__Set of tasks__
A - For each of these statements, state whether it agrees with the text on DeepSeek's API prices. Answer yes or no and quote the deciding words of that text: (i) the 75% discount on V4-Pro runs through May 5; (ii) V4-Flash has more parameters than V4-Pro; (iii) during the promotional period, V4-Pro output costs 6 yuan per million tokens.
B - Transcribe the passage of the text on DeepSeek's API prices that begins at the words "The new promotional" and ends after the words "to OpenRouter data.".

━━━━━ Text shown

DeepSeek announced major price reductions for its API service on Saturday, reducing input cache hit fees to one-tenth of their original price and offering a 75% limited-time discount on its flagship V4-Pro model through May 5.
The new promotional price for V4-Pro’s input cache hit is now 0.025 yuan, approximately $0.0036, per million tokens. The model’s standard pricing during this promotional period is set at 3 yuan for input and 6 yuan for output per million tokens. These rates significantly undercut Western competitors, whose output prices range from $12 to $25 per million tokens, according to OpenRouter data.
DeepSeek released the V4-Pro and V4-Flash models in a preview capacity on April 24, marking the company’s first significant model launch since last December. V4-Pro features 1.6 trillion parameters, with 49 billion active parameters per inference pass, positioning it as the largest open-weight model currently available. In contrast, V4-Flash offers a smaller option with 284 billion parameters.

━━━━━━━━━━
━━━━━ Listed records

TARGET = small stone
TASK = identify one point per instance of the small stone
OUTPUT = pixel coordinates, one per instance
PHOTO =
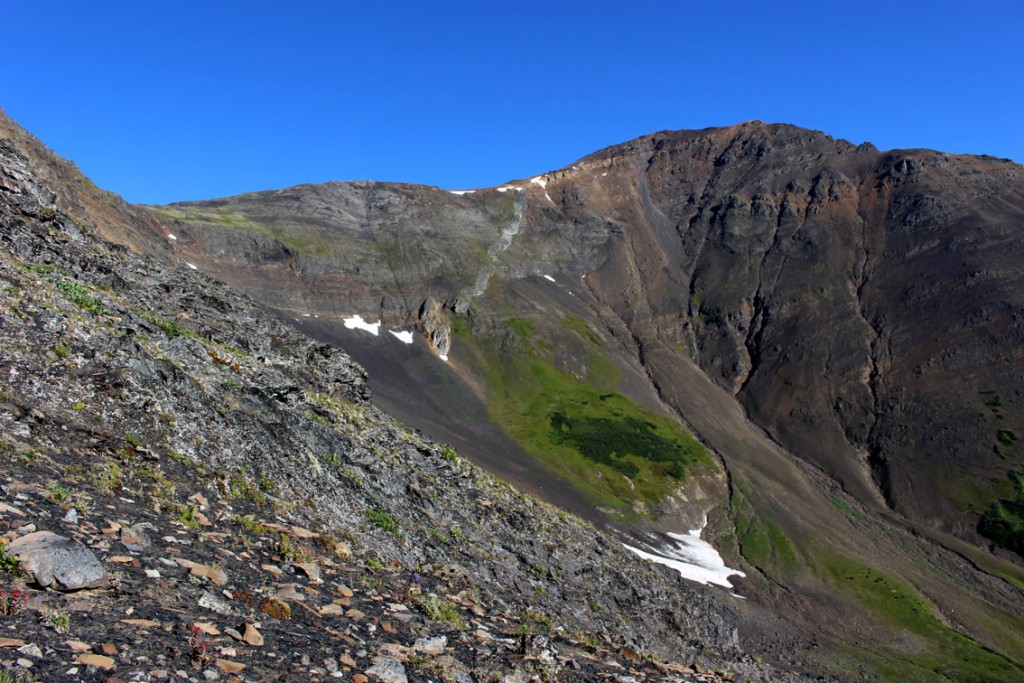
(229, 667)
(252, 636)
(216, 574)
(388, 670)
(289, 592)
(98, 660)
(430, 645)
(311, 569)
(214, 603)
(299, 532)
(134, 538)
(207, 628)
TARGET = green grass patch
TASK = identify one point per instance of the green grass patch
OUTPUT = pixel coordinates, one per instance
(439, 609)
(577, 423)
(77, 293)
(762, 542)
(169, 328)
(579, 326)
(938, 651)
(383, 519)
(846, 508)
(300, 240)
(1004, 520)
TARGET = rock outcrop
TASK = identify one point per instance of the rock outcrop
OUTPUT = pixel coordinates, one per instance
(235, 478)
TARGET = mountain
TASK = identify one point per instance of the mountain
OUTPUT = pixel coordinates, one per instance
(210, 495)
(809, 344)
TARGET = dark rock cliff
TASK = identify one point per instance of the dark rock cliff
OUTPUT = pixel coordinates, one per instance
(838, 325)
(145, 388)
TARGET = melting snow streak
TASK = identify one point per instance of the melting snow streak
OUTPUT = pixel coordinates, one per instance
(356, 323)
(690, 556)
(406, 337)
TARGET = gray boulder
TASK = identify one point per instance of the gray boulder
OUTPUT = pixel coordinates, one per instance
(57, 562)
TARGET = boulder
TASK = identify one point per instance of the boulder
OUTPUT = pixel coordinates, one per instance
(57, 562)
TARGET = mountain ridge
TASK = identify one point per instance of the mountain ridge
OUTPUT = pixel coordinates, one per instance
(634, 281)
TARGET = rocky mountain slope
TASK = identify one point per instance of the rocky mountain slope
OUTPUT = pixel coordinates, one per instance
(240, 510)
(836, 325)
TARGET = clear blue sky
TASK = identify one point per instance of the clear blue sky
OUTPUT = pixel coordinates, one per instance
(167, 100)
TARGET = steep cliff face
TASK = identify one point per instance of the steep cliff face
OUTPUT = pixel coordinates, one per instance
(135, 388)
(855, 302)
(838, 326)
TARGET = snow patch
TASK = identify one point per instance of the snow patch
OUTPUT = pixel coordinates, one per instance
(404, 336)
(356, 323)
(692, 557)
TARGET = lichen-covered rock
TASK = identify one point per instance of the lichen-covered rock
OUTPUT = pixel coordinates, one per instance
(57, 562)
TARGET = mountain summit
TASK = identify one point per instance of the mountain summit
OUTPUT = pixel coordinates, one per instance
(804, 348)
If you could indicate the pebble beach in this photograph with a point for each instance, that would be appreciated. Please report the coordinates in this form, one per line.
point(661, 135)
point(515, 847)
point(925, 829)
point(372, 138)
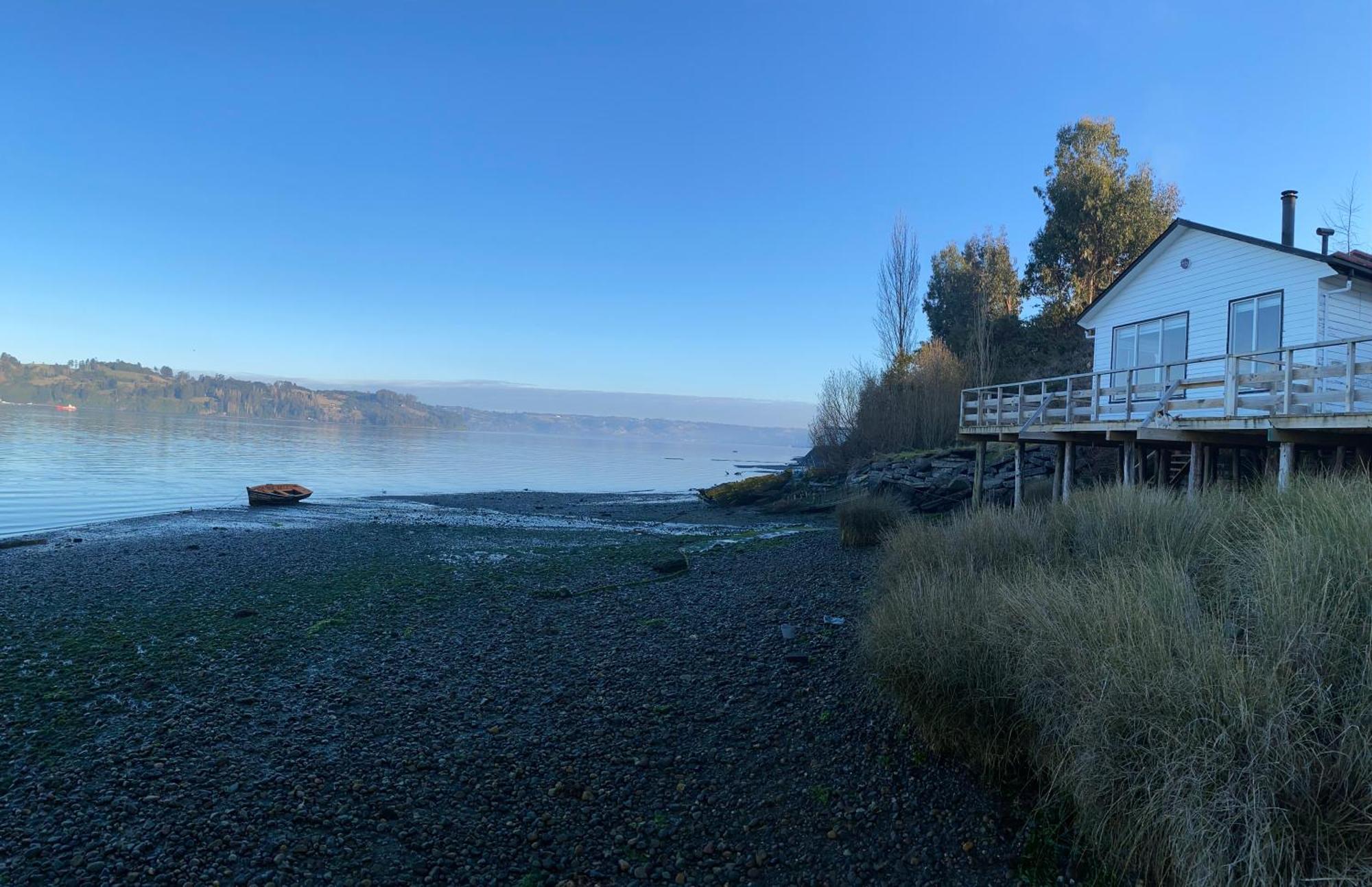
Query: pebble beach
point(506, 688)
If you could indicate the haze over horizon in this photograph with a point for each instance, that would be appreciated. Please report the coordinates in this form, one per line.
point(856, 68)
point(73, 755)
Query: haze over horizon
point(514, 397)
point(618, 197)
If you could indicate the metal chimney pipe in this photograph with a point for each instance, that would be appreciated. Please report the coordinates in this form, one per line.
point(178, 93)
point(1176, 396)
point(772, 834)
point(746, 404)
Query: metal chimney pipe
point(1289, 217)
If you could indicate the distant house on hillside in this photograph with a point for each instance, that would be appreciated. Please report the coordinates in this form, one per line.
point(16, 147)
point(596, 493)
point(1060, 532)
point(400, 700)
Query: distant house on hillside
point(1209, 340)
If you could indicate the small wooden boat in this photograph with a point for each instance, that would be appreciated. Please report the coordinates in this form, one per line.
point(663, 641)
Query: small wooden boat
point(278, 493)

━━━━━━━━━━

__Results of the exercise__
A -
(i) Yes: "offering a 75% limited-time discount on its flagship V4-Pro model through May 5"
(ii) No: "V4-Pro features 1.6 trillion parameters" and "V4-Flash offers a smaller option with 284 billion parameters"
(iii) Yes: "The model’s standard pricing during this promotional period is set at 3 yuan for input and 6 yuan for output per million tokens"

B -
The new promotional price for V4-Pro’s input cache hit is now 0.025 yuan, approximately $0.0036, per million tokens. The model’s standard pricing during this promotional period is set at 3 yuan for input and 6 yuan for output per million tokens. These rates significantly undercut Western competitors, whose output prices range from $12 to $25 per million tokens, according to OpenRouter data.